### Part of a data file
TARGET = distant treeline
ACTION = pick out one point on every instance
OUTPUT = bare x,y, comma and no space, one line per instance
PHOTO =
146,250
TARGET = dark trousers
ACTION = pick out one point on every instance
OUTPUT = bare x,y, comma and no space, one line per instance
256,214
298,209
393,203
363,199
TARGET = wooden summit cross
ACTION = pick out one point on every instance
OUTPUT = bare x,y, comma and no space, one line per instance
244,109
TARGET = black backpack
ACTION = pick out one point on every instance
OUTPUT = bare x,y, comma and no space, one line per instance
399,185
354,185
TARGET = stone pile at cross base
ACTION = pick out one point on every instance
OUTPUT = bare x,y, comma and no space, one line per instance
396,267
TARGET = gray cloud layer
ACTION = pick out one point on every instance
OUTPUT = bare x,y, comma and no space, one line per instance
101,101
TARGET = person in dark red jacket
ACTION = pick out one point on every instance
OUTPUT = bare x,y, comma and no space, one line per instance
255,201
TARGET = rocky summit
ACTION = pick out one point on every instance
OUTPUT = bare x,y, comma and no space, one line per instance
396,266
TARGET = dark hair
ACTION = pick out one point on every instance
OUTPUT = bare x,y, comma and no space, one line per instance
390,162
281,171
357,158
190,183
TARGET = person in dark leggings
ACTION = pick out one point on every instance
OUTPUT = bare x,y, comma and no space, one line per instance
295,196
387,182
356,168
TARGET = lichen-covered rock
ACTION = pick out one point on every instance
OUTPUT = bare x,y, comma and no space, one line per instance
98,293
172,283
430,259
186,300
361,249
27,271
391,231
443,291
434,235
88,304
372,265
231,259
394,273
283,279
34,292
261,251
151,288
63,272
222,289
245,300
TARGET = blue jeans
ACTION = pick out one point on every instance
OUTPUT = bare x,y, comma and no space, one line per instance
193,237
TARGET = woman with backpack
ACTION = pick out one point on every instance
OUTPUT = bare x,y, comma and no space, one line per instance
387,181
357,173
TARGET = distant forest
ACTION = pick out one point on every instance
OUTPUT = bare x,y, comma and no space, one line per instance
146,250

### Job
Copy all of the items above line for line, without changing anything.

### Exercise solution
TARGET = distant treeline
ACTION = pick out one point on every instance
OUTPUT = bare x,y, comma and no space, one line per instance
PHOTO =
146,250
TARGET = dark trousers
ACTION = pick out one point on every instance
OUTPUT = bare x,y, comma and no space, one line per instance
256,214
298,209
393,203
363,199
TARGET = wooden summit cross
ACTION = pick out one point on every instance
OUTPUT = bare x,y, comma and no space, one line per instance
244,109
TARGET = black backpack
ACTION = pick out one point on every instance
OUTPUT = bare x,y, comma and no space, one line per instance
399,185
354,185
TARGET = stone pile at cross base
ACTION = pick out one point on every instance
OUTPUT = bare x,y, comma and no space, one line per instance
396,267
TARGET = gray cloud layer
ACTION = pick out one point on every instance
OUTPUT = bare x,y, comma and no space, one line per instance
101,101
TARGET = person in dark red jacket
ACTION = pick out one point on every instance
OUTPUT = bare x,y, comma and no space, one line per instance
255,201
TARGET = rocky summit
ACTION = pick out one point on every instance
OUTPUT = bare x,y, comma and no space, one line per instance
396,266
TARGET = dark hair
ACTION = pick out one point on every instance
OUTPUT = bare x,y, comma and no space, one line per instance
390,162
281,171
357,158
190,183
TARGET = person in dark leggings
ACTION = pick out one point on every instance
OUTPUT = bare x,y, comma and no space, one line per instance
295,196
387,182
356,168
TARGET = lichen-covered rock
ACTION = pick out one point on every instance
OUTPUT = bare x,y, comma and no space, one line per instance
98,293
172,283
430,259
186,300
361,249
27,271
391,231
443,291
434,235
88,304
372,265
231,259
394,273
283,279
34,292
261,251
151,288
63,272
222,289
245,300
TARGET = blue jeans
ACTION = pick out one point on every instance
OUTPUT = bare x,y, comma and no space, one line per instance
193,237
TARGET = woman with backpack
ACTION = pick out one point on every instance
OUTPUT = bare x,y, comma and no space, one line per instance
387,181
357,173
TARGET = distant forest
ACTION = pick out one point on every instance
OUTPUT = bare x,y, comma and no space, one line per instance
146,250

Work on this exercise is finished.